(Natural language region descriptions)
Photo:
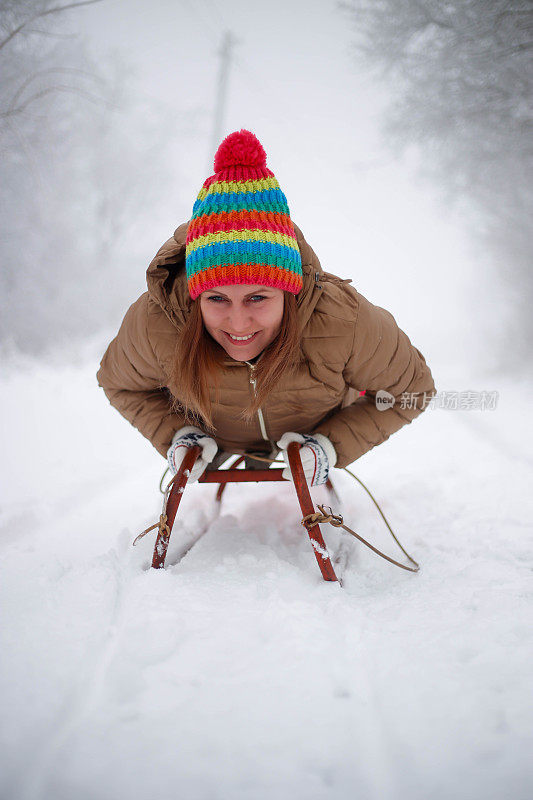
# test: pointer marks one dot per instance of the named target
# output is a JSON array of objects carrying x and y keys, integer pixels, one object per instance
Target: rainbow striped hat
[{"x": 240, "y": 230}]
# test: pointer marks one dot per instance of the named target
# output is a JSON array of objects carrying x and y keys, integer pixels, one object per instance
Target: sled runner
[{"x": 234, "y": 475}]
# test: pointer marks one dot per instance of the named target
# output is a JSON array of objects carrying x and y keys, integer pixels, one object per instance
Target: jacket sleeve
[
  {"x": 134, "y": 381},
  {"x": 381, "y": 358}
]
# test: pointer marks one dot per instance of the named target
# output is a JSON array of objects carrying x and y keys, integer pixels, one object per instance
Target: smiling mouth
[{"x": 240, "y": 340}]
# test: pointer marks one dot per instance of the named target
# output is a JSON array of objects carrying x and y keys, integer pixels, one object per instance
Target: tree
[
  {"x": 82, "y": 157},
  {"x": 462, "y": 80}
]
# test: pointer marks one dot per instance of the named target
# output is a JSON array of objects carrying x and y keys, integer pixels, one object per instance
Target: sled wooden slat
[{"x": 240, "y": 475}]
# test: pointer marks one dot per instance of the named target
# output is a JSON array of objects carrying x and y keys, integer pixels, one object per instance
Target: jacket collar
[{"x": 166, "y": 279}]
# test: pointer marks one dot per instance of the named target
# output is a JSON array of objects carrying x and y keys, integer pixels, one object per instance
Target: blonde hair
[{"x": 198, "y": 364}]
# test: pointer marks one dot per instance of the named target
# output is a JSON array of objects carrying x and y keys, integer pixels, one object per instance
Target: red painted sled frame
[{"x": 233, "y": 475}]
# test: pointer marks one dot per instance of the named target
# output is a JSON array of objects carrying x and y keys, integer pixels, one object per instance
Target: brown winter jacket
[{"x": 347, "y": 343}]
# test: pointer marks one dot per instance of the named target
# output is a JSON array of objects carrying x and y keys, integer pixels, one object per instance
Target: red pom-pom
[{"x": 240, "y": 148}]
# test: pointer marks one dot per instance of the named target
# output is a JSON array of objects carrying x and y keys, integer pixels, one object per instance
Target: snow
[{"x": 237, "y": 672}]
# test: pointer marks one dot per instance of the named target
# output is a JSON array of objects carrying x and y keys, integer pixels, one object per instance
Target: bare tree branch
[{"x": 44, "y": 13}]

→ **TASK GOAL**: Retype all the entries word for word; the pictures stay out.

→ **SOLUTION FOR THIS EXERCISE**:
Photo:
# test: pointer marks one dot per instance of the named target
# output is a JSON array of objects carrying x and y keys, integer pixels, one object per instance
Target: rainbow striped hat
[{"x": 240, "y": 230}]
# test: pointer marks one dot per instance of the named target
# output is a JSON array of objects carrying x and y keys, integer pixels, one object per instance
Target: sled runner
[{"x": 234, "y": 475}]
# test: pointer marks one dot per instance of the named target
# output is a JSON array of objects carrying x and y keys, integer pixels, one object per instance
Target: jacket sleeve
[
  {"x": 134, "y": 381},
  {"x": 381, "y": 358}
]
# test: pointer marks one dot per instance of the named target
# output is a JSON array of objects carrying x and y keys, integer pixels, one object per instance
Target: smiling mouth
[{"x": 240, "y": 340}]
# test: pointer marks one dot per instance of the named target
# output is a JSON array of objects carrying x and y keys, integer pixels, one object per instance
Target: tree
[
  {"x": 82, "y": 157},
  {"x": 462, "y": 80}
]
# test: pointer marks one dot per instance of the named target
# output is a JSON array of objects carrying x and y keys, integer pixels, one object per instance
Target: sled wooden slat
[{"x": 240, "y": 475}]
# test: pointer marks one dot per instance of the named target
# output is a JSON array of objects carrying x and y keys, integer pixels, one object per instance
Target: jacket collar
[{"x": 166, "y": 279}]
# test: pointer marks one dot per instance of the named target
# output is a JSON array of objects carrying x and y keys, integer pixels, one object per instance
Target: blonde hair
[{"x": 198, "y": 364}]
# test: pointer marks one dot per instance of the named target
# output is a JSON array of objects carrying x and y keys, integer pixels, one object per instance
Target: red painted sled frame
[{"x": 233, "y": 475}]
# test: pointer marks one dot per instance of the named target
# output is a JSON array of objects carrying x and y keys, integer pixels, one object per instance
Target: brown winter jacket
[{"x": 347, "y": 343}]
# test: pointer marks one dot per instance of the named target
# output is a JSON array of objects carrying x and y keys, integer pixels, one object per instance
Target: red pom-pom
[{"x": 240, "y": 148}]
# test: pointer marks one dot per instance of the named target
# output is a JSON array of objects carrying x and y keys, integer pixels, one object per instance
Target: snow
[{"x": 237, "y": 672}]
# test: pointer marks one dot per instance of the named target
# output is a JSON array of objects carrying x and y keys, integer pixels, one object per instance
Target: bare tree branch
[{"x": 44, "y": 13}]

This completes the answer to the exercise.